TRECHO FORNECIDO

E, para piorar o que já está bastante ruim, o mundo, o país, os estados e várias cidades, parecem a mercê de uma diabólica associação que parece ser, para dizer o mínimo, um grande equívoco. O que se vê são muitas autoridades, partes consideráveis da intelectualidade, profissionais da saúde e da mídia convencional, num coro apocalíptico do ‘juízo final’, a lançarem mão de perniciosas armas psicológicas, consubstanciadas em, além de disseminar o terror, o pânico, o medo irracional, dedicar-se a minar a esperança e a coragem das pessoas ditas comuns: o povo, o povão.

  Mesmo estando todos “no mesmo barco”, muitos agora partem para a inculpação das vítimas efetivas e potenciais (os que estão doentes e os que podem ficar). Assiste-se a um verdadeiro pandemônio de imprecações, “uns colocando o dedo na cara dos outros” sob o anátema da “falta de empatia e de compaixão”. Parece, em que pese esteja no “mesmo barco”, a “tripulação rema em direções diferentes”. Nem “cabo de guerra” parece ser. E, aí, ficam todos ‘navegando’ em círculos.

O que se quer dizer é que não se trata de provar que determinado lado está certo ou errado; ou que ambos estão errados; ou, ainda, que ambos estão certos. Mas que talvez seja mais útil e sábio, ao invés apenas de se divulgar projeções catastróficas acerca do avanço da doença e culpar as vítimas (o povo), explorar vieses que possam representar esperança e alento, como por exemplo o número de curados, o ritmo da vacinação e a perspectiva de seu maior alcance no curto prazo; o comparativo com países em cujo pico, seja lá em que “onda” for, já ocorreu e agora apresentam queda drástica do número de casos, internações e óbitos.

MATERIAL FORNECIDO

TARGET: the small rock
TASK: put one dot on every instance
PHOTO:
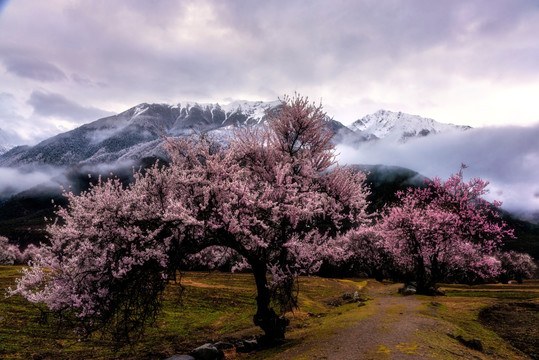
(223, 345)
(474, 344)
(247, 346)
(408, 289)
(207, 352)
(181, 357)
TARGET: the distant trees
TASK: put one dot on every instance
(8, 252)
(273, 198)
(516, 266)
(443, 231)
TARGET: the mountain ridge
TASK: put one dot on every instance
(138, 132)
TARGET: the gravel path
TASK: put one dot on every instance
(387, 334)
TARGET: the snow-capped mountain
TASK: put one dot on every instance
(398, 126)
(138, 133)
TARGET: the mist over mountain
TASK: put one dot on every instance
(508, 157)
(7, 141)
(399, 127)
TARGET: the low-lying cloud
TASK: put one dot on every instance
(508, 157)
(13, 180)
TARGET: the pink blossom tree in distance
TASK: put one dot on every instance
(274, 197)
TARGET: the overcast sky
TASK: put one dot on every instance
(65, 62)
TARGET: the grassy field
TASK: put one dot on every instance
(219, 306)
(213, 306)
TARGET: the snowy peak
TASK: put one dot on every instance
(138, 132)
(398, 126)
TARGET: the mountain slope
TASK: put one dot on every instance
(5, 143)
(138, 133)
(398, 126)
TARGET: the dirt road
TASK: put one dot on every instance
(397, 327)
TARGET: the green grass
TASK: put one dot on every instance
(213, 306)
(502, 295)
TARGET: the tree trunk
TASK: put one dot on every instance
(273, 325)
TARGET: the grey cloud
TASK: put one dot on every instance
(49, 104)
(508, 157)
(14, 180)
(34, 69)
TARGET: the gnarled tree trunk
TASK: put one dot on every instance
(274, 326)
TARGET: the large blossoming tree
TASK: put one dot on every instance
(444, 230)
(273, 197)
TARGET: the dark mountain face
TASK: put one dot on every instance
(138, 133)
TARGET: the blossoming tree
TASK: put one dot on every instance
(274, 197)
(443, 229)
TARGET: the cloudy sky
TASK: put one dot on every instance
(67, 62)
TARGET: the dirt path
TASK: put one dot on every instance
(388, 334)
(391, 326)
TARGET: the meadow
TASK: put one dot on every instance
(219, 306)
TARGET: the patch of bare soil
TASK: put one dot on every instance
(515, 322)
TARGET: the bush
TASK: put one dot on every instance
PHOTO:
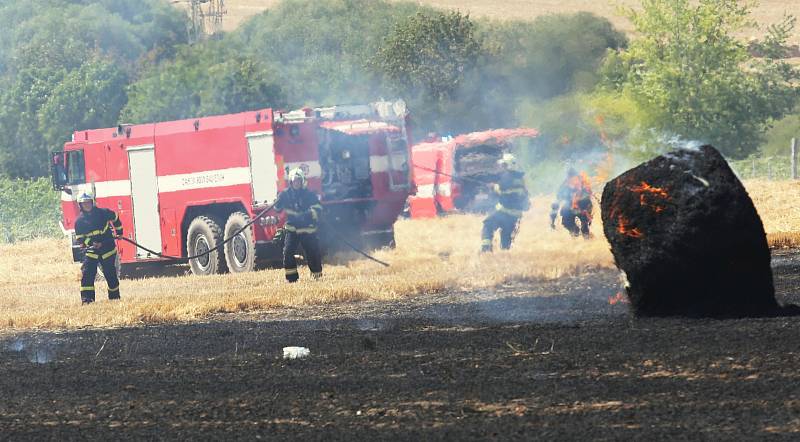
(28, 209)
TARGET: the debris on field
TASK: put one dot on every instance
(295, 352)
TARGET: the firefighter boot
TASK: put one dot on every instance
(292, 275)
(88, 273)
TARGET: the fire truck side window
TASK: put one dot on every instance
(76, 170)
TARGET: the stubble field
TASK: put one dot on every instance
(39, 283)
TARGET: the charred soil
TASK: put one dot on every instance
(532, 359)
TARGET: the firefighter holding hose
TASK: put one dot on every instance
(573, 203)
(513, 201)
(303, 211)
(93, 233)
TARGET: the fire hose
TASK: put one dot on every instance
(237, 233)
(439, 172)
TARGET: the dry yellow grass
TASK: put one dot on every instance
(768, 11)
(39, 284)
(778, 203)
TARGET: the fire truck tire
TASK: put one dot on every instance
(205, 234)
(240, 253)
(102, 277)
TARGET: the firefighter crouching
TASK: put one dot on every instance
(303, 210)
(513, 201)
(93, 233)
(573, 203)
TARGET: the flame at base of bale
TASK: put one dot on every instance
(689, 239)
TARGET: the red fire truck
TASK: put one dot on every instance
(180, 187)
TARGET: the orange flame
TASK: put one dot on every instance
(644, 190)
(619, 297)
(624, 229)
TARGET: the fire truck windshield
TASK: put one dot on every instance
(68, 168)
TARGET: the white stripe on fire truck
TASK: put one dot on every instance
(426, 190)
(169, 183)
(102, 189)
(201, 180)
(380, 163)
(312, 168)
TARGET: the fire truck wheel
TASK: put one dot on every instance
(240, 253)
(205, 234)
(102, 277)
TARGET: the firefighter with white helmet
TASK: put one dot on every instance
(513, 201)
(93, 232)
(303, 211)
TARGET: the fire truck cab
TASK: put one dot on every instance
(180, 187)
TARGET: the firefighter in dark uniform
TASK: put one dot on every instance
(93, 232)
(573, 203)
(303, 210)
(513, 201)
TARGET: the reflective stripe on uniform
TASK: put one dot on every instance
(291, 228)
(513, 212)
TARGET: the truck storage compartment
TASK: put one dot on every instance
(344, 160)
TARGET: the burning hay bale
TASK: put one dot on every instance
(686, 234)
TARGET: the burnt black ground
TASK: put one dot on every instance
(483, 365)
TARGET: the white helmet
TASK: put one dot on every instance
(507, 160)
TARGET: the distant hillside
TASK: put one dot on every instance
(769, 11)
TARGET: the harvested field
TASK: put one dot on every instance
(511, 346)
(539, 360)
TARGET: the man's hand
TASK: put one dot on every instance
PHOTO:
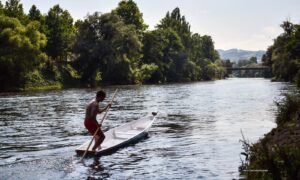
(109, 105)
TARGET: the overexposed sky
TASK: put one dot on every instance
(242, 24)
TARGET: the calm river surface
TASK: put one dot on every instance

AÇÕES A REALIZAR
1/ Edite o trecho fornecido de "E, para piorar" a "povo, o povão.", substituindo "apocalíptico" por "catastrófico".
2/ Traduza para o inglês esta frase do trecho fornecido: "Mesmo estando todos “no mesmo barco”, muitos agora partem para a inculpação das vítimas efetivas e potenciais (os que estão doentes e os que podem ficar)."

RESULTADOS EM ORDEM
1/
E, para piorar o que já está bastante ruim, o mundo, o país, os estados e várias cidades, parecem a mercê de uma diabólica associação que parece ser, para dizer o mínimo, um grande equívoco. O que se vê são muitas autoridades, partes consideráveis da intelectualidade, profissionais da saúde e da mídia convencional, num coro catastrófico do ‘juízo final’, a lançarem mão de perniciosas armas psicológicas, consubstanciadas em, além de disseminar o terror, o pânico, o medo irracional, dedicar-se a minar a esperança e a coragem das pessoas ditas comuns: o povo, o povão.

2/ Even though everyone is "in the same boat," many now turn to blaming the actual and potential victims (those who are sick and those who may become so).